— start PROVIDED RECORDS —

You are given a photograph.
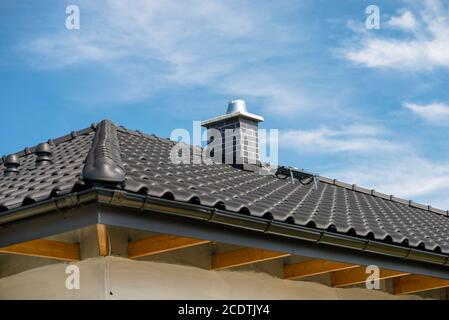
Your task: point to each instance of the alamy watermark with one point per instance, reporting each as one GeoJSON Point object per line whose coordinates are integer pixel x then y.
{"type": "Point", "coordinates": [72, 21]}
{"type": "Point", "coordinates": [72, 281]}
{"type": "Point", "coordinates": [373, 17]}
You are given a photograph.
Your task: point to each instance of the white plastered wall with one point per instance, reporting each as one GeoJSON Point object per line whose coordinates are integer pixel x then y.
{"type": "Point", "coordinates": [120, 278]}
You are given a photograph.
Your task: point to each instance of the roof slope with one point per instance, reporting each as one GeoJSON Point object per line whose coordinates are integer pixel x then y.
{"type": "Point", "coordinates": [116, 157]}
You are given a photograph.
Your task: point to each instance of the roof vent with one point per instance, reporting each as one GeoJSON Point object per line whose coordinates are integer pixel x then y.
{"type": "Point", "coordinates": [236, 105]}
{"type": "Point", "coordinates": [43, 153]}
{"type": "Point", "coordinates": [12, 164]}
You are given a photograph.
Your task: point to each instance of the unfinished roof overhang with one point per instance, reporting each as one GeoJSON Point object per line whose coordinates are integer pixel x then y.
{"type": "Point", "coordinates": [121, 209]}
{"type": "Point", "coordinates": [112, 175]}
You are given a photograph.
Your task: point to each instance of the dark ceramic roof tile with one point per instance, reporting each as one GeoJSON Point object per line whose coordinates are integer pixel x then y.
{"type": "Point", "coordinates": [117, 157]}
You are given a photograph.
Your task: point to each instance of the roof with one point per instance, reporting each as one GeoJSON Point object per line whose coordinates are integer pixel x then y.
{"type": "Point", "coordinates": [114, 157]}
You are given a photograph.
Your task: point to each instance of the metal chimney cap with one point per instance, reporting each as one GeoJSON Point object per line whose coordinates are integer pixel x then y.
{"type": "Point", "coordinates": [236, 105]}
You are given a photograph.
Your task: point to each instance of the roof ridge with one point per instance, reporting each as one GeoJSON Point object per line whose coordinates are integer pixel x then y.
{"type": "Point", "coordinates": [55, 141]}
{"type": "Point", "coordinates": [103, 162]}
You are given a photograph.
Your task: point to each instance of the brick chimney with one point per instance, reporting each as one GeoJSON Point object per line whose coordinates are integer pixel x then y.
{"type": "Point", "coordinates": [238, 131]}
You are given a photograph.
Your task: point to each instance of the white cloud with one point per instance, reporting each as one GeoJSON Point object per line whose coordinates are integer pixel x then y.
{"type": "Point", "coordinates": [192, 42]}
{"type": "Point", "coordinates": [425, 50]}
{"type": "Point", "coordinates": [357, 139]}
{"type": "Point", "coordinates": [405, 21]}
{"type": "Point", "coordinates": [434, 112]}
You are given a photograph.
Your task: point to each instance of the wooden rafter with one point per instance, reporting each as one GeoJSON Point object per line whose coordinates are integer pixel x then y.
{"type": "Point", "coordinates": [416, 283]}
{"type": "Point", "coordinates": [359, 275]}
{"type": "Point", "coordinates": [46, 249]}
{"type": "Point", "coordinates": [103, 247]}
{"type": "Point", "coordinates": [159, 244]}
{"type": "Point", "coordinates": [314, 267]}
{"type": "Point", "coordinates": [243, 256]}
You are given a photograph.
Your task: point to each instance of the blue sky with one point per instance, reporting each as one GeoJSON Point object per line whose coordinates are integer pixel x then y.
{"type": "Point", "coordinates": [369, 107]}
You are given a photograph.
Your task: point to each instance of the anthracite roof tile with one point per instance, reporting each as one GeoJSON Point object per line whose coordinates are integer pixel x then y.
{"type": "Point", "coordinates": [117, 157]}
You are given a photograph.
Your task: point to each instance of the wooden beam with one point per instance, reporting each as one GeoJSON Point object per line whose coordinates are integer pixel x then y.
{"type": "Point", "coordinates": [243, 256]}
{"type": "Point", "coordinates": [103, 247]}
{"type": "Point", "coordinates": [46, 249]}
{"type": "Point", "coordinates": [314, 267]}
{"type": "Point", "coordinates": [416, 283]}
{"type": "Point", "coordinates": [359, 275]}
{"type": "Point", "coordinates": [159, 244]}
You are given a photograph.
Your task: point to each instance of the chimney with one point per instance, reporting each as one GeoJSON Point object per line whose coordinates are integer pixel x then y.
{"type": "Point", "coordinates": [238, 132]}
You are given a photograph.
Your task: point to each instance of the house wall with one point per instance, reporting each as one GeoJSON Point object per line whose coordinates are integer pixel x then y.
{"type": "Point", "coordinates": [121, 278]}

— end PROVIDED RECORDS —

EXERCISE -
Write out the listing above exactly as it stands, pictures excluded.

RESPONSE TO THIS TASK -
You are given a photograph.
Your task: point to each instance of the alamy watermark with one point per instance, reporting each as one GeoJSON Point object per line whose coordinates are integer pixel x then y.
{"type": "Point", "coordinates": [72, 21]}
{"type": "Point", "coordinates": [72, 281]}
{"type": "Point", "coordinates": [373, 17]}
You are given a photograph.
Your task: point to each instance of the white plastered wall with one point per instance, reporting each as one GeoJSON Point object per line whose coordinates are integer pixel x then y.
{"type": "Point", "coordinates": [120, 278]}
You are given a photograph.
Your task: point to each instance of the roof slope with one point per instance, reporting each as one GeoJSON Point object per line whose coordinates are integer pixel x then y.
{"type": "Point", "coordinates": [116, 157]}
You are given a photograph.
Your task: point to each instance of the roof vent with one point per instance, reporting each as one GeoJSON Point object per line whose coordinates are integer pixel x then y.
{"type": "Point", "coordinates": [236, 105]}
{"type": "Point", "coordinates": [43, 153]}
{"type": "Point", "coordinates": [12, 164]}
You are given a photograph.
Your task: point to each instance of the unfinished roof overhang with one point per instance, reporting each as one GeoJSON Point object per line whose coordinates are integer pixel x then y.
{"type": "Point", "coordinates": [121, 209]}
{"type": "Point", "coordinates": [112, 175]}
You are given a photograph.
Your task: point to each instance of the dark ceramic roof tile with one point per instance, reporting each as one GeoJSON Point object per line whose coordinates are integer pixel x then y.
{"type": "Point", "coordinates": [117, 157]}
You are given a photograph.
Your task: point to each instance of the roof with one point per instance, reporting each as one GeoJSON Point object per line whose coordinates are integer pixel x then y.
{"type": "Point", "coordinates": [114, 157]}
You are given a photograph.
Your task: point to each instance of the metal chimney cap with one point per instance, reporting each as one GeoJSON Point object per line whose coordinates are integer pixel x then y.
{"type": "Point", "coordinates": [236, 105]}
You are given a photograph.
Your task: point to each instance of the roof ridge with one point per instance, reporting each as one GeoJSON Point object per line whose coordinates are integer pixel x then y.
{"type": "Point", "coordinates": [55, 141]}
{"type": "Point", "coordinates": [103, 162]}
You are given a photograph.
Your task: point to each instance of the brick chimney with one point per instance, reporting each as one GeoJSON Point object per line whose coordinates are integer pixel x then y.
{"type": "Point", "coordinates": [238, 131]}
You are given a photograph.
Your task: point to each instance of the white cloud with one point per instance, reporting each as one GeoJSON Point object per line whose coordinates are integer pixel x then y.
{"type": "Point", "coordinates": [192, 42]}
{"type": "Point", "coordinates": [425, 50]}
{"type": "Point", "coordinates": [357, 139]}
{"type": "Point", "coordinates": [405, 21]}
{"type": "Point", "coordinates": [434, 112]}
You are given a photograph.
Your task: point to each instance of the wooden rafter with one point per instance, reporting each as one GeoJSON Point object per line whose coordinates are integer pixel x then y.
{"type": "Point", "coordinates": [416, 283]}
{"type": "Point", "coordinates": [359, 275]}
{"type": "Point", "coordinates": [46, 249]}
{"type": "Point", "coordinates": [103, 247]}
{"type": "Point", "coordinates": [159, 244]}
{"type": "Point", "coordinates": [314, 267]}
{"type": "Point", "coordinates": [243, 256]}
You are given a photograph.
Your task: point to each instance of the blue sky with one point per instance, reporting each as one GeoJSON Point object per line whose coordinates are integer pixel x then y.
{"type": "Point", "coordinates": [369, 107]}
You are given a photograph.
Your task: point to each instance of the anthracite roof tile with one point per instance, reporting each as one GeoJSON Point object per line whose coordinates are integer pixel x then y.
{"type": "Point", "coordinates": [117, 157]}
You are given a photograph.
Your task: point to each instance of the wooden beam with one point per instance, reporting each as one GeoJSON Point object per line whose coordinates are integer pixel x then y.
{"type": "Point", "coordinates": [243, 256]}
{"type": "Point", "coordinates": [103, 247]}
{"type": "Point", "coordinates": [46, 249]}
{"type": "Point", "coordinates": [314, 267]}
{"type": "Point", "coordinates": [416, 283]}
{"type": "Point", "coordinates": [359, 275]}
{"type": "Point", "coordinates": [159, 244]}
You are given a photograph.
Your task: point to each instance of the chimney with one point per instance, reporting each as one GeoJSON Point object per line whose coordinates are integer pixel x then y.
{"type": "Point", "coordinates": [238, 132]}
You are given a photograph.
Your task: point to each instance of the house wall with one point per instance, reporting each as one GeoJSON Point object per line whose coordinates are integer pixel x then y.
{"type": "Point", "coordinates": [121, 278]}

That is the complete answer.